_対象の本文_.
トレンドマイクロ社が実施したインシデントに関する調査によると、年間平均被害額は約3億2850万円にものぼります(「見当がつかない」と答えた回答者を除く、従業員数1,000人以上の法人を対象)。全回答者の4分の1以上にあたる64人に、1億円以上の被害が発生していることもわかりました。
インシデントの被害額を抑えるにはセキュリティポリシーの見直しなどが必要です。
参考:『法人組織のセキュリティ成熟度調査を発表』トレンドマイクロ株式会社
インシデント管理とは
インシデント管理とは、インシデントが発生したときの困りごとに迅速に対処して、業務を正常に遂行できるように管理する手法です。インシデントが認められたら、影響を最小限に抑え、原因を分析してアクシデントへの悪化を防ぐ必要があります。
インシデント管理には、インシデントの報告や対応、復旧作業、事後のレビューと改善策の実施が含まれます。
インシデント管理の目的とメリット
インシデント管理の主な目的は、早急な対応と復旧により、被害を抑えて業務を止めないことです。インシデントの発生時は、一時的に業務を停止しなければならない状況になるかもしれません。

_データセットの項目_.
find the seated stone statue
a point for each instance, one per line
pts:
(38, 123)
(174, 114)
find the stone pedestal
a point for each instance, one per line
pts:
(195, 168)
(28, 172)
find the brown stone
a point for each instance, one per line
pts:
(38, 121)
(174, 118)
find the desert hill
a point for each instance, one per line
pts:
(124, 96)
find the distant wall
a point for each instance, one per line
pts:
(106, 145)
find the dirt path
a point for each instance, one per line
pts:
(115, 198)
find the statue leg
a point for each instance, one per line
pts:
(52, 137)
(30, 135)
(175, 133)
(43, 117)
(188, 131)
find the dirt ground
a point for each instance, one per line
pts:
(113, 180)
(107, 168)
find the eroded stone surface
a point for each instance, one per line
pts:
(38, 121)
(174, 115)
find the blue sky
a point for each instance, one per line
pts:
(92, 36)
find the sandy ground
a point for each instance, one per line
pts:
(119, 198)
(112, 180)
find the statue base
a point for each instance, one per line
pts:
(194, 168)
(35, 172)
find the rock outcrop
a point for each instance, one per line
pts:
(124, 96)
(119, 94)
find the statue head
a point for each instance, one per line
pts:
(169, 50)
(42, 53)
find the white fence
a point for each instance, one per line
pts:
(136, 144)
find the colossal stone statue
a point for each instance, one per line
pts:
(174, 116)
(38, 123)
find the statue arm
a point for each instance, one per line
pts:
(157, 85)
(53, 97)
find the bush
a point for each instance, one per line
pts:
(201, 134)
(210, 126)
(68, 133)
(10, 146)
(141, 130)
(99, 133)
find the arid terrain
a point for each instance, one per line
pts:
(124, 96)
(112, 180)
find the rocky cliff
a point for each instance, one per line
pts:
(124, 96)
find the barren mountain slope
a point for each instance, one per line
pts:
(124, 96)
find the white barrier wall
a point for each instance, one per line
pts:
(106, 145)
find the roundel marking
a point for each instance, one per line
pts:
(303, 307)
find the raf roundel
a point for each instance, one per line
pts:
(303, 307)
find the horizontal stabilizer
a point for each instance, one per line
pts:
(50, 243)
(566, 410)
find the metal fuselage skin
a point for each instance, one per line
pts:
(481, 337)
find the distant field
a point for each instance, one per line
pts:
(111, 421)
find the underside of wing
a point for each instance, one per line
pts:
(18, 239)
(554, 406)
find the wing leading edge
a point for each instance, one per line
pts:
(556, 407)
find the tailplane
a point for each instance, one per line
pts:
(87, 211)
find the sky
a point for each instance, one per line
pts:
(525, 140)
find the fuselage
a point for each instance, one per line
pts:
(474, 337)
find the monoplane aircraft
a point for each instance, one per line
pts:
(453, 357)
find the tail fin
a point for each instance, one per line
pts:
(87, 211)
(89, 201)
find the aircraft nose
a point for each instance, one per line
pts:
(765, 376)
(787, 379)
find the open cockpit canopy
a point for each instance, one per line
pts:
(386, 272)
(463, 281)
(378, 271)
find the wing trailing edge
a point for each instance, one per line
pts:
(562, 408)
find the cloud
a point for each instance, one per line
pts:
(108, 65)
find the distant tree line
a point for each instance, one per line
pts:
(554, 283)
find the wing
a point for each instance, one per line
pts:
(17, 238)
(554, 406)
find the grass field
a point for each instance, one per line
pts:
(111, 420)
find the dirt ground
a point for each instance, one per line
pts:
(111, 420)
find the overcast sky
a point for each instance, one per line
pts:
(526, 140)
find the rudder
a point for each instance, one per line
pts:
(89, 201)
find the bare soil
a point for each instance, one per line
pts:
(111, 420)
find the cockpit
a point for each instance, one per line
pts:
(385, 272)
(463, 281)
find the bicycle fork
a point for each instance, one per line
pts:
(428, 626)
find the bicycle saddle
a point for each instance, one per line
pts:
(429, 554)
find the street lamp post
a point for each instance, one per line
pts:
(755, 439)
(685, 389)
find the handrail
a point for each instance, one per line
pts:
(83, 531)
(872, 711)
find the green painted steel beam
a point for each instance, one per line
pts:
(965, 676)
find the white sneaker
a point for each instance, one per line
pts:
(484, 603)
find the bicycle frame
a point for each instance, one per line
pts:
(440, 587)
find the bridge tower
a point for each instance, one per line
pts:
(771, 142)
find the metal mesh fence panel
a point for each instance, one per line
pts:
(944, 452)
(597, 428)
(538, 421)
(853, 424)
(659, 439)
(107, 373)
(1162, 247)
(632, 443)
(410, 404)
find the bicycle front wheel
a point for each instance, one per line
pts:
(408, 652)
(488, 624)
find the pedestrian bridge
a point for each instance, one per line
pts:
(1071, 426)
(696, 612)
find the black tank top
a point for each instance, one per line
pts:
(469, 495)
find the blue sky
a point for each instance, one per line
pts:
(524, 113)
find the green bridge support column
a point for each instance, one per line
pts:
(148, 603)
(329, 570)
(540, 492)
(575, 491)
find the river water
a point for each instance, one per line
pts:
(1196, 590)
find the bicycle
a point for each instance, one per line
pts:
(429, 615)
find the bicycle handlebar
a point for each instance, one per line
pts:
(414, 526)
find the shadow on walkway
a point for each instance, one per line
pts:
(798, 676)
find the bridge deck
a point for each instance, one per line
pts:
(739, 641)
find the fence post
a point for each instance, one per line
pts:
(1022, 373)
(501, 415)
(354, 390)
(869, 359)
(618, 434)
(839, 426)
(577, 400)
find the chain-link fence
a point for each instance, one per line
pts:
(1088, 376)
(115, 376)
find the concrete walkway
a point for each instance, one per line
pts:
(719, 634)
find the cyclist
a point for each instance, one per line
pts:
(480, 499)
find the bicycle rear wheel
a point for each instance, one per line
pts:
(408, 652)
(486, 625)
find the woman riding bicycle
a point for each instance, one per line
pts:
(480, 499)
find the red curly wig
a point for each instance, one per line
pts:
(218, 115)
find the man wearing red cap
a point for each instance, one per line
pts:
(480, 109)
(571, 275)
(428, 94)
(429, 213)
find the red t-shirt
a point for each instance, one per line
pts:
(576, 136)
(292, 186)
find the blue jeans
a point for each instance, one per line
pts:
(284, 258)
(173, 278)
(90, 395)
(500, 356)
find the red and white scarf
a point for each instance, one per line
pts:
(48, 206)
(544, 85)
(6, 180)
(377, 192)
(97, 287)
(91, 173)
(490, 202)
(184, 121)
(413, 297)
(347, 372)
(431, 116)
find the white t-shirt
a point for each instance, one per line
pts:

_実施する課題_.
• A. 本文によると、トレンドマイクロ社の調査で示された年間平均被害額はいくらですか。
• B. 本文の「参考:『法人組織のセキュリティ成熟度調査を発表』トレンドマイクロ株式会社」から「の悪化を防ぐ必要があります。」までを、一字一句そのまま引用してください。
• C. 本文によると、インシデントが認められた際に原因を分析するのは何のためですか。1～3文で説明してください。
上記のデータは参照しなくてもかまいません。

_課題別の回答_.
• A. 約3億2850万円です。

• B.
参考:『法人組織のセキュリティ成熟度調査を発表』トレンドマイクロ株式会社
インシデント管理とは
インシデント管理とは、インシデントが発生したときの困りごとに迅速に対処して、業務を正常に遂行できるように管理する手法です。インシデントが認められたら、影響を最小限に抑え、原因を分析してアクシデントへの悪化を防ぐ必要があります。

• C. インシデントがアクシデントへと悪化するのを防ぐためです。本文では、インシデントが認められたら影響を最小限に抑え、原因を分析してアクシデントへの悪化を防ぐ必要があると述べられています。